§ **Exercise inputs**
== Segment start ==

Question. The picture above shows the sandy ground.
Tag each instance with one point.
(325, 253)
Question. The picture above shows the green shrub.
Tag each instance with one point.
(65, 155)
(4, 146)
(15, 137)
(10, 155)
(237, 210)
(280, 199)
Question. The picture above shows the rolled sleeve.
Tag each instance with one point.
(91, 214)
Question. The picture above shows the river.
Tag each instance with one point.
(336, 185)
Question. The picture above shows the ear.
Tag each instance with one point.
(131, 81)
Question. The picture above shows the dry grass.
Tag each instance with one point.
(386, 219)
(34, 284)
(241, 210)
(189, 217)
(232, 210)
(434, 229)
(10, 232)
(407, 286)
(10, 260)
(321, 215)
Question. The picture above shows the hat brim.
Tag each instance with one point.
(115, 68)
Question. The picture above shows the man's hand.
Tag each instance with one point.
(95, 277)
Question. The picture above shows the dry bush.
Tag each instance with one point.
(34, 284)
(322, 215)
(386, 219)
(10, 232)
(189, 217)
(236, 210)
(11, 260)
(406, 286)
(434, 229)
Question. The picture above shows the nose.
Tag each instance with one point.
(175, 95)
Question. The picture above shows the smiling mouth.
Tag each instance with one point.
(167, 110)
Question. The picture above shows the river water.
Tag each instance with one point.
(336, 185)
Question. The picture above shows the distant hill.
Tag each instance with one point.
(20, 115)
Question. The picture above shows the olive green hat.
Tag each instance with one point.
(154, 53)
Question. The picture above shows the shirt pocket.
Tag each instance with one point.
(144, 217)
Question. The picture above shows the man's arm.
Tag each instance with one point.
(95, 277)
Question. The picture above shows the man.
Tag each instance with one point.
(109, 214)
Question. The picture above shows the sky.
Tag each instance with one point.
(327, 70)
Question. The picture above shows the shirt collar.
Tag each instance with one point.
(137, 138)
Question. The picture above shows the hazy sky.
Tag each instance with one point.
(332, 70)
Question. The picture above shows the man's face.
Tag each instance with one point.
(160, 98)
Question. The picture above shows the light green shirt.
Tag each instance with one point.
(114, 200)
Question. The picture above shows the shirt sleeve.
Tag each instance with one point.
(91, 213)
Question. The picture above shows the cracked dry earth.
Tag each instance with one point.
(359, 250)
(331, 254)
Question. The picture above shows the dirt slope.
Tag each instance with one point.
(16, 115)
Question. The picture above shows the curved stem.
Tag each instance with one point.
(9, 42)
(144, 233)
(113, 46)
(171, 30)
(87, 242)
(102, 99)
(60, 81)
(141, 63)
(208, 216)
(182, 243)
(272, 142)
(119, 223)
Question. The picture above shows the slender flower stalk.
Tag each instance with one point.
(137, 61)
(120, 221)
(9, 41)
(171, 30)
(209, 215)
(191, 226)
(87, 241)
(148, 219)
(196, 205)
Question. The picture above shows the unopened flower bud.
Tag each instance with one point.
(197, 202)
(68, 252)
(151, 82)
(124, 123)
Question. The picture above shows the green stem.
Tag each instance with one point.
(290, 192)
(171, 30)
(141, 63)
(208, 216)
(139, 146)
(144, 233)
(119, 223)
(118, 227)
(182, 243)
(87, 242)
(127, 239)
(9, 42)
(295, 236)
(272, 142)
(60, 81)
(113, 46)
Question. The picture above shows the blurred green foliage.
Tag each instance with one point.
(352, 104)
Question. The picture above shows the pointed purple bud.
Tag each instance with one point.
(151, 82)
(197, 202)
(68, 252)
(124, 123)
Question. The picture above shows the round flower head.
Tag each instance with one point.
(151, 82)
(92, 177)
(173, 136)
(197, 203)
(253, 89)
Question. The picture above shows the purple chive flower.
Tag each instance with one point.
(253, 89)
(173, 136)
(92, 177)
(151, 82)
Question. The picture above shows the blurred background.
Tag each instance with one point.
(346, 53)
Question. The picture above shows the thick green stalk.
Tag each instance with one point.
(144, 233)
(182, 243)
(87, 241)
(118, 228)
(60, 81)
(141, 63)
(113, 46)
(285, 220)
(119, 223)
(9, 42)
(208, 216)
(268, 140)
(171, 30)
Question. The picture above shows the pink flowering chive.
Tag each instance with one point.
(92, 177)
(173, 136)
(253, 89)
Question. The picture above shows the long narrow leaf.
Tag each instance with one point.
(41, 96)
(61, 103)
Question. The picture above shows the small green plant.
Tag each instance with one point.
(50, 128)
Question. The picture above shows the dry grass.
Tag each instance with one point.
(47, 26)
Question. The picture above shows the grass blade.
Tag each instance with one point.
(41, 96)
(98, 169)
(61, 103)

== Segment end ==

§ **Work item**
A verbatim repeat of all the entries above is the required answer.

§ **Answer to the problem**
Question. The picture above shows the sandy ground.
Tag each instance with one point.
(325, 253)
Question. The picture above shows the green shrub.
Tag each instance with one point.
(65, 155)
(4, 146)
(15, 137)
(10, 155)
(237, 210)
(280, 199)
Question. The picture above shows the rolled sleeve.
Tag each instance with one point.
(91, 214)
Question. The picture above shows the river.
Tag each instance with one point.
(336, 185)
Question. The picture above shows the ear.
Tag each instance with one point.
(131, 81)
Question. The picture above shows the dry grass.
Tag each instance with one point.
(386, 219)
(34, 284)
(241, 210)
(189, 217)
(232, 210)
(434, 229)
(10, 232)
(407, 286)
(10, 260)
(321, 215)
Question. The picture above shows the hat brim.
Tag each instance with one point.
(115, 68)
Question. The picture above shows the man's hand.
Tag each instance with one point.
(95, 277)
Question. The picture above shows the dry bush.
Tag each instance with one point.
(34, 284)
(322, 215)
(386, 219)
(10, 232)
(189, 217)
(236, 210)
(11, 260)
(406, 286)
(434, 229)
Question. The picture above shows the nose.
Tag each instance with one point.
(175, 95)
Question. The picture above shows the smiling mouth.
Tag each instance with one point.
(167, 110)
Question. The picture above shows the river water.
Tag each instance with one point.
(336, 185)
Question. The picture above shows the distant hill.
Tag each instance with one point.
(20, 115)
Question. The picture above shows the olive green hat.
Tag each instance with one point.
(154, 53)
Question. The picture above shows the shirt pocket.
Tag each instance with one point.
(144, 217)
Question. The picture above shows the man's arm.
Tag each instance with one point.
(95, 277)
Question. The picture above shows the man.
Tag each instance with one point.
(109, 214)
Question. The picture above shows the sky.
Tag each instance with one point.
(327, 70)
Question. The picture above shows the shirt collar.
Tag each instance with one point.
(137, 138)
Question. The picture above shows the hazy sky.
Tag each instance with one point.
(332, 70)
Question. The picture above shows the man's face.
Tag each instance with one point.
(160, 98)
Question. The picture above shows the light green shirt.
Tag each instance with one point.
(114, 200)
Question. The picture above shows the shirt sleeve.
Tag each instance with one point.
(91, 213)
Question. The picture above shows the cracked dry earth.
Tag each instance with one point.
(359, 250)
(331, 254)
Question. The picture above shows the dirt slope.
Tag each instance with one point.
(16, 115)
Question. The picture above shows the curved stem.
Tag each instance with one point.
(9, 42)
(144, 233)
(113, 46)
(171, 30)
(87, 242)
(102, 99)
(60, 81)
(141, 63)
(208, 216)
(182, 243)
(272, 142)
(119, 223)
Question. The picture above shows the slender flower stalk.
Tag each instance with one point.
(137, 61)
(120, 221)
(9, 41)
(171, 30)
(209, 215)
(191, 226)
(87, 241)
(148, 219)
(196, 205)
Question. The picture above shows the unopened flower bud.
Tag each instance with one point.
(197, 202)
(68, 252)
(151, 82)
(124, 123)
Question. The picture above shows the green stem.
Tag each instance with one point.
(290, 192)
(171, 30)
(141, 63)
(208, 216)
(139, 146)
(144, 233)
(119, 223)
(118, 227)
(182, 243)
(87, 242)
(127, 239)
(9, 42)
(295, 236)
(272, 142)
(60, 81)
(113, 46)
Question. The picture above shows the blurred green foliage.
Tag each instance with one point.
(352, 104)
Question. The picture above shows the pointed purple bud.
Tag each instance with one point.
(151, 82)
(197, 202)
(68, 252)
(124, 123)
Question. The picture above shows the round flower head.
Tag each instance with one point.
(151, 82)
(92, 177)
(173, 136)
(197, 203)
(253, 89)
Question. The picture above shows the purple chive flower.
Tag each instance with one point.
(253, 89)
(173, 136)
(92, 177)
(151, 82)
Question. The picture above shows the blurred background.
Tag each instance with one point.
(346, 53)
Question. The picture above shows the thick green stalk.
Tag each instance with one point.
(144, 233)
(182, 243)
(87, 241)
(118, 228)
(60, 81)
(141, 63)
(113, 46)
(285, 220)
(119, 223)
(9, 42)
(208, 216)
(268, 140)
(171, 30)
Question. The picture above shows the pink flowering chive.
Tag each instance with one point.
(92, 177)
(173, 136)
(253, 89)
Question. The picture above shows the long narrow leaf.
Tag each instance with one point.
(41, 96)
(61, 103)
Question. The picture above shows the small green plant.
Tag each instance with one point.
(50, 128)
Question. The picture above shows the dry grass.
Tag each instance with one point.
(47, 26)
Question. The picture above shows the grass blade.
Tag each instance with one point.
(41, 96)
(98, 169)
(61, 103)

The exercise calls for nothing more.